BEGIN Stored data
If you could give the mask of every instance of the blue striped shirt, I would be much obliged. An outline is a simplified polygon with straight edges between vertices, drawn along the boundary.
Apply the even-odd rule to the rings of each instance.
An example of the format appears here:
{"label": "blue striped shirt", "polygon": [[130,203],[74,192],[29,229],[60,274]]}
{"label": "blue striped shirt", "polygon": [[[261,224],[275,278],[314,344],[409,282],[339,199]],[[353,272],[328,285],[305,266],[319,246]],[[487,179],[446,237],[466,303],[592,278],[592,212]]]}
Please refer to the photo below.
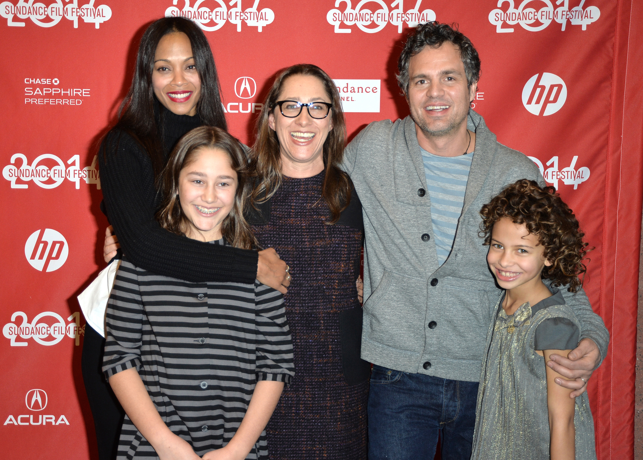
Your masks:
{"label": "blue striped shirt", "polygon": [[438,263],[442,265],[453,246],[458,219],[462,213],[473,152],[458,157],[441,157],[421,147],[420,150],[431,199],[435,251]]}

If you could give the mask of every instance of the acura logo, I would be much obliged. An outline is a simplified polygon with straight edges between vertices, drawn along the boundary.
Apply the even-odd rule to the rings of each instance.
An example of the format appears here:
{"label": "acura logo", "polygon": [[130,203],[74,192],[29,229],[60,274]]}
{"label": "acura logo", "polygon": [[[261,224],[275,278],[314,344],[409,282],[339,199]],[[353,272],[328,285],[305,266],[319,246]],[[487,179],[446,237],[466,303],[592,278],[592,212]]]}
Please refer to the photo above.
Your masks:
{"label": "acura logo", "polygon": [[240,76],[235,82],[235,94],[237,98],[249,99],[257,93],[257,83],[249,76]]}
{"label": "acura logo", "polygon": [[47,393],[44,390],[29,390],[24,397],[24,403],[30,411],[42,411],[47,407]]}

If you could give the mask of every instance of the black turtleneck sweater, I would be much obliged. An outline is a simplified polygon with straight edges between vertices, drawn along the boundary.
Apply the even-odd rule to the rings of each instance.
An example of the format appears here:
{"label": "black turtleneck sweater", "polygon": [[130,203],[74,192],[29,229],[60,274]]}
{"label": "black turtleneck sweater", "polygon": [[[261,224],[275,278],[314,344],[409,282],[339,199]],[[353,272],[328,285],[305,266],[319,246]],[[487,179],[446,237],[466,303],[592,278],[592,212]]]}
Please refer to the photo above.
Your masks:
{"label": "black turtleneck sweater", "polygon": [[[198,116],[176,115],[162,106],[161,110],[167,156],[181,136],[201,123]],[[120,137],[118,142],[113,141],[114,136]],[[256,251],[203,243],[161,228],[154,219],[161,197],[154,187],[152,162],[127,133],[112,130],[103,141],[98,161],[107,218],[133,264],[193,282],[255,282]]]}

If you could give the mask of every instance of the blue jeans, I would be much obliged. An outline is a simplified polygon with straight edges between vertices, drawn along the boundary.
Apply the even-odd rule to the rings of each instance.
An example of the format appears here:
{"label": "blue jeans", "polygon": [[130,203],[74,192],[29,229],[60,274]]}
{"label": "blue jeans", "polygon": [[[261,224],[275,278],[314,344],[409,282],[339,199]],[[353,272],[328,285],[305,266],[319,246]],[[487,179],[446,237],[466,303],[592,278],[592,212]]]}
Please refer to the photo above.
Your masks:
{"label": "blue jeans", "polygon": [[373,366],[368,394],[368,460],[469,460],[477,382]]}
END Stored data
The problem: Give the data again exactly as written, with all pictures left out.

Final result:
If you could give the mask of every instance of the blue striped shirt, I would be much obliged. An outline is a simplified polygon with straight edges between vertices, drawn along the boundary.
Apply the even-odd rule to the rings of each instance.
An example of the format appears here:
{"label": "blue striped shirt", "polygon": [[130,203],[74,192],[29,229],[60,274]]}
{"label": "blue striped shirt", "polygon": [[[261,224],[275,278],[314,344],[409,282],[339,199]],[[353,272],[328,285],[305,266],[319,246]],[[487,179],[446,237],[466,303],[592,278],[592,212]]]}
Please refer to the photo below.
Your masks:
{"label": "blue striped shirt", "polygon": [[438,263],[442,265],[453,246],[458,219],[462,213],[473,152],[458,157],[441,157],[421,147],[420,150],[431,199],[435,251]]}

If you could give the mask of every instance of the acura logo, I would be much obliged. An outline is a simplified polygon with straight edges between vertices, drawn along the boundary.
Apply the even-odd rule to the rings of each instance.
An example of the format appears here:
{"label": "acura logo", "polygon": [[130,203],[74,192],[29,229],[60,274]]}
{"label": "acura logo", "polygon": [[[261,224],[275,278],[314,344],[409,282],[339,199]],[[353,272],[328,285],[305,266],[319,246]],[[487,179],[446,237],[466,303],[592,278],[592,212]]]}
Please refer to the photo above.
Your masks:
{"label": "acura logo", "polygon": [[240,76],[235,82],[235,94],[237,98],[249,99],[257,93],[257,83],[249,76]]}
{"label": "acura logo", "polygon": [[47,393],[44,390],[29,390],[24,397],[24,403],[30,411],[42,411],[47,407]]}

If you could give the mask of every instance of the black turtleneck sweater, I would be much obliged. An outline is a simplified polygon with straight edges between vertices, drawn along the boundary.
Apply the even-odd rule to the rings of each instance.
An example of the format appears here:
{"label": "black turtleneck sweater", "polygon": [[130,203],[74,192],[29,229],[60,274]]}
{"label": "black turtleneck sweater", "polygon": [[[261,224],[275,278],[314,344],[409,282],[339,199]],[[353,272],[328,285],[305,266],[319,246]],[[487,179],[446,237],[466,303],[592,278],[592,212]]]}
Please refer to the photo above.
Your masks:
{"label": "black turtleneck sweater", "polygon": [[[198,116],[176,115],[162,106],[161,110],[167,156],[181,136],[201,123]],[[120,137],[118,142],[113,141],[114,136]],[[256,251],[203,243],[161,228],[154,219],[161,197],[154,187],[152,162],[127,133],[112,130],[103,141],[98,161],[107,218],[133,264],[193,282],[255,282]]]}

If you could give the mask of every instance of the blue jeans, I would be much obliged. An outline is a simplified polygon with straight edges between vertices, drawn along the boundary.
Apply the even-odd rule to the rings of each instance.
An example of the format appears here:
{"label": "blue jeans", "polygon": [[130,203],[74,192],[29,229],[60,274]]}
{"label": "blue jeans", "polygon": [[[261,224],[275,278],[314,344],[409,282],[339,199]],[[353,272],[328,285],[305,266],[319,246]],[[487,179],[446,237],[466,303],[592,278],[592,212]]]}
Please refer to the photo above.
Your masks:
{"label": "blue jeans", "polygon": [[373,366],[368,394],[368,460],[469,460],[477,382]]}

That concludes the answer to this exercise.